## [Data lines]
-- -- --

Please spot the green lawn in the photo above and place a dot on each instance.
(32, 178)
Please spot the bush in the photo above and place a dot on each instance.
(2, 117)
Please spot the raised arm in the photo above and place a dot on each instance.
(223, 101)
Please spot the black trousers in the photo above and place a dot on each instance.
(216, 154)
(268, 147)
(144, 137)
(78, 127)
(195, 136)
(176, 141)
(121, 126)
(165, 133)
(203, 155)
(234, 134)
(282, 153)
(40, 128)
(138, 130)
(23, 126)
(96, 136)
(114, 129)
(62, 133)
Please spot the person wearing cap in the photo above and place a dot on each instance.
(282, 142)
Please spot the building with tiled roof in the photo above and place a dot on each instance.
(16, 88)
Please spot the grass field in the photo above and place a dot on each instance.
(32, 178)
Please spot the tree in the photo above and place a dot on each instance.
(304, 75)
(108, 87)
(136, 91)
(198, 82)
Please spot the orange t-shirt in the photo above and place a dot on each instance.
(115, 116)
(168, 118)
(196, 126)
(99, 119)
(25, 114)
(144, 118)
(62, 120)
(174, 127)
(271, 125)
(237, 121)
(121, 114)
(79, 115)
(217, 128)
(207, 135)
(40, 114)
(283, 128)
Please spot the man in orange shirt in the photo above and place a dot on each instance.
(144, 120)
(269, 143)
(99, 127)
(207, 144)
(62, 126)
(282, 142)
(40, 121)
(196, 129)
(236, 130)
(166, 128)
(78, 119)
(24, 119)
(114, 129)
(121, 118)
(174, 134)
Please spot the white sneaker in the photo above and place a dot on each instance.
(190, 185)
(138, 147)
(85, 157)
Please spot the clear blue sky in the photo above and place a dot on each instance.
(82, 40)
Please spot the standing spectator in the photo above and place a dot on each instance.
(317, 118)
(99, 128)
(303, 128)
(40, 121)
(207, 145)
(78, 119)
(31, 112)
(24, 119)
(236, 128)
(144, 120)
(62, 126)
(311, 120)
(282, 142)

-- -- --

## [Prompt]
Reproduce all of the lines above verbatim, keeping them in their original order.

## [Worked solution]
Please spot the green lawn in the photo above and place a dot on each instance.
(32, 178)
Please spot the bush in the photo above and place a dot on each instance.
(2, 117)
Please spot the raised arm in the photo above and place a dot on each instance.
(223, 101)
Please spot the black trousers in the photo above and place a dot on each instance.
(216, 154)
(268, 147)
(144, 137)
(78, 127)
(195, 136)
(176, 141)
(121, 126)
(165, 133)
(203, 155)
(234, 134)
(282, 153)
(40, 128)
(138, 130)
(23, 126)
(96, 136)
(114, 129)
(62, 133)
Please spot the person wearing cap in the photo above and place a dot on each instance.
(282, 142)
Please spot the building with tiled roof in the photo above and place a dot on each instance.
(16, 88)
Please spot the grass field in the photo above and place a dot on each instance.
(32, 178)
Please spot the tree in the photo above and place a dot on each instance.
(304, 75)
(108, 87)
(136, 91)
(198, 82)
Please spot the orange t-shirt in the photo above and place a dot on each instance.
(115, 116)
(168, 118)
(196, 126)
(99, 119)
(25, 114)
(144, 118)
(62, 120)
(174, 127)
(271, 125)
(237, 121)
(121, 114)
(79, 115)
(217, 128)
(207, 135)
(40, 114)
(283, 128)
Please spot the man in orange shirt in the photo above and place a dot on each instance.
(144, 120)
(269, 143)
(99, 127)
(207, 144)
(62, 126)
(282, 142)
(40, 121)
(196, 129)
(236, 130)
(166, 128)
(78, 119)
(24, 119)
(114, 129)
(121, 118)
(174, 134)
Please spot the white sneaker in the photo above and place a dot on each instance.
(190, 185)
(138, 147)
(85, 157)
Please spot the clear blue sky in the photo above and place a dot on each instance.
(82, 40)
Please spot the standing spectator in the photo above and place a dot on each instance.
(317, 118)
(99, 128)
(303, 128)
(40, 121)
(207, 145)
(78, 119)
(31, 112)
(24, 119)
(236, 128)
(144, 120)
(62, 126)
(311, 120)
(282, 142)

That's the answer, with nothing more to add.